Source document ::
+ + + +

Being the Church

We live in a day and time where church isn’t always a priority for believers. There are many reasons why this could be: for some, it might be the busy-ness of life; for some, it’s not a high priority; and for others, it’s the belief that they can experience church without actually going to church. 

Regardless of the reason, it’s important to remember that the Bible tells us we should be gathering together as followers of Jesus. Hebrews 10 reminds us that we shouldn’t neglect meeting together, because we’re called to come alongside one another and encourage each other.

I think sometimes we forget the role of the Church and see “church” as just a place to worship and hear God’s Word. These are actually things we CAN do without going to church, especially in today’s world. We have access to some of the greatest worship services and messages on our phones, tablets, and TVs.

But church is so much more than worship music and messages. The Church is the body of Christ. And going to church helps us connect with other parts of the body. I say it every week in our service: we were created for relationship with others. God never intended for us to live our lives in isolation. We were created to live as one body, in communion and unity with others.

In Romans 12 we read: The body we’re talking about is Christ’s body of chosen people. Each of us finds our meaning and function as a part of his body. But as a chopped-off finger or cut-off toe we wouldn’t amount to much, would we? -Romans 12:5 (The Message)

+ + + +

Referring expression data
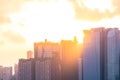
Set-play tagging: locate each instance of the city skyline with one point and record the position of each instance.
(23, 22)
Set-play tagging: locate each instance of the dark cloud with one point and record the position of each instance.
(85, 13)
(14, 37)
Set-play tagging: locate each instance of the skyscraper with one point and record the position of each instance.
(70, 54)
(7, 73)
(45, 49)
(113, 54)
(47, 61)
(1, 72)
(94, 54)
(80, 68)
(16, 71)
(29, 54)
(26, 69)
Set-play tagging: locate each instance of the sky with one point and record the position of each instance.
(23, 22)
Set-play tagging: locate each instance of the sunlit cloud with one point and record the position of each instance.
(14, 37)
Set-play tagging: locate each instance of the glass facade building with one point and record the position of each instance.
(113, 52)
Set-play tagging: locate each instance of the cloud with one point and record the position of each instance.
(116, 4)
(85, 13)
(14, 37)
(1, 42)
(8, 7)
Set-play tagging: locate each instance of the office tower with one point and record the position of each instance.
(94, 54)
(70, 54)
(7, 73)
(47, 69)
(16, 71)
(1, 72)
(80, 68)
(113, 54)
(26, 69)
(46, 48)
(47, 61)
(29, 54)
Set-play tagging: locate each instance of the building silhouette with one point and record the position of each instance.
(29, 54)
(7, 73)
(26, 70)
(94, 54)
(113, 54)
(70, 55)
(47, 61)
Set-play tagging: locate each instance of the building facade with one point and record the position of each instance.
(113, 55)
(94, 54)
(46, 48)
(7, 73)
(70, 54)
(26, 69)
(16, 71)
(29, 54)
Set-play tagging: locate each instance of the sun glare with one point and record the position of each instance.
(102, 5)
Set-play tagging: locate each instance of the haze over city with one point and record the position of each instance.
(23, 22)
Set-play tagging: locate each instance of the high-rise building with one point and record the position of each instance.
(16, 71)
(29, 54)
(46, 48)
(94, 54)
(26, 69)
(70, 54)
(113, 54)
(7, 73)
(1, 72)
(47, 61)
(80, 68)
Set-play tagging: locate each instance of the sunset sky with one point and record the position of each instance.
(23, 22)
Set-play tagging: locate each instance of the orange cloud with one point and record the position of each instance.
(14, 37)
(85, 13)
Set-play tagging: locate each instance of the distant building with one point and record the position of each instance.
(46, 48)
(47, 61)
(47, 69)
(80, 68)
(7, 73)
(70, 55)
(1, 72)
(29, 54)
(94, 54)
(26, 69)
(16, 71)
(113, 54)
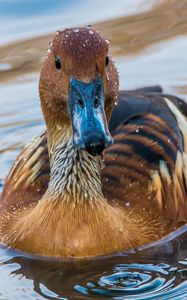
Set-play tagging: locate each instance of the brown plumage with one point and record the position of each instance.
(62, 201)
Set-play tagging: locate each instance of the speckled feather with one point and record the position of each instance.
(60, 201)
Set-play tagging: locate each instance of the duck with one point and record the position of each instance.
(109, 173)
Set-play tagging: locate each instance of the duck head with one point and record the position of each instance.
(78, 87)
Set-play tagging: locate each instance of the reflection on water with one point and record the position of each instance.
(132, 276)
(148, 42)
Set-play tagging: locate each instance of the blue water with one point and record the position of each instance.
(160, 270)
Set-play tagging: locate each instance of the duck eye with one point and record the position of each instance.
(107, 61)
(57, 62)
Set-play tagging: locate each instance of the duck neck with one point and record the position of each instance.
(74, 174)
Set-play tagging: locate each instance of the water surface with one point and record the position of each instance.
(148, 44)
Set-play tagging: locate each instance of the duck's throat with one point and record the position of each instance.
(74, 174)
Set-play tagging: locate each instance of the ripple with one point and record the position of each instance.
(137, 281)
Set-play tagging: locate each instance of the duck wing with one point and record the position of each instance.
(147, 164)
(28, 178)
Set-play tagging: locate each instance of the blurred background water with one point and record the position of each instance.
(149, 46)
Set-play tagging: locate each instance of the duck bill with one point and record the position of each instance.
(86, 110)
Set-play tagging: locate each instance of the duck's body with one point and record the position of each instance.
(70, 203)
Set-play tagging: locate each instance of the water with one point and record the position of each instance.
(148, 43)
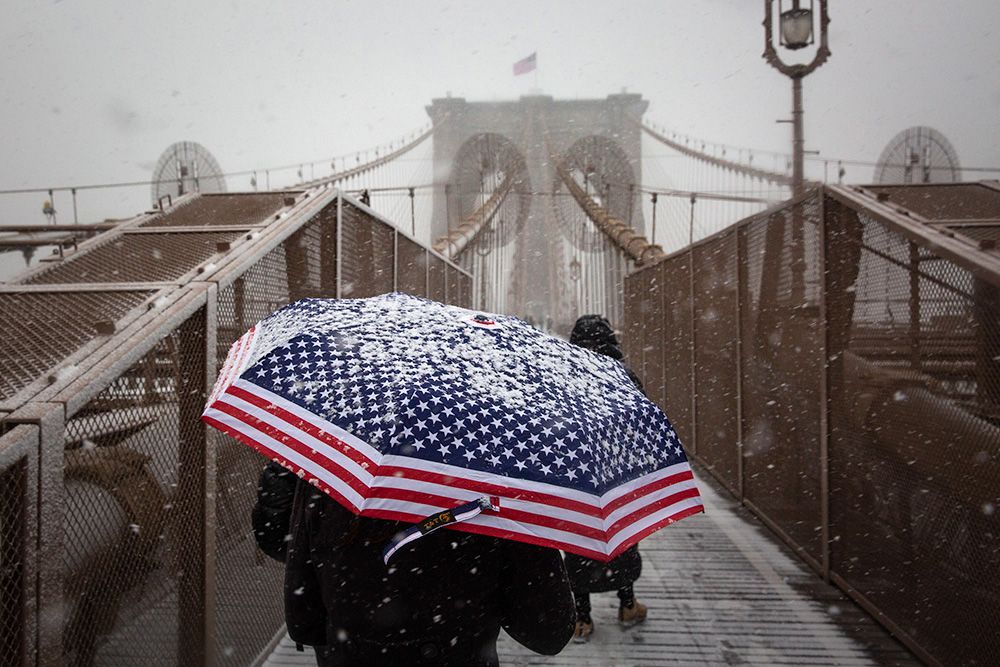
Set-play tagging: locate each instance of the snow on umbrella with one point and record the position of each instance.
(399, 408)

+ + + +

Required action 1 :: According to the passage about being the Church, which chapter of the Bible reminds us that we shouldn't neglect meeting together?
Required action 2 :: Write the next part of the passage about being the Church, starting right after its final line.

Task response 1 :: Hebrews 10

Task response 2 ::
We can’t grow spiritually the way God intended if we’re disconnected from the body of Christ. As this scripture references, if we were to cut off our fingers, they would become useless. They have to be connected to the body in order to function the way they’re supposed to. In the same way, we need each other—as the body of Christ—if we want to grow spiritually and fulfill God’s purpose for our lives.

The California Department of Mental Health shared a study that discovered that those who isolate themselves from others are four times more likely to suffer from emotional burnout, five times more likely to experience clinical depression and ten times more likely to be hospitalized for an emotional or mental disorder.

We may live in a fallen, broken world, but God has called us to be light in this dark place. And that light can only be seen when we come out of isolation and connect with others. As the Church, we need to realize that we are better together. 

“Let us think of ways to motivate one another to acts of love and good works. And let us not neglect our meeting together, as some people do, but encourage one another, especially now that the day of his return is drawing near.” Hebrews 10:24-25

Lord, help us be the Church that you have called us to be!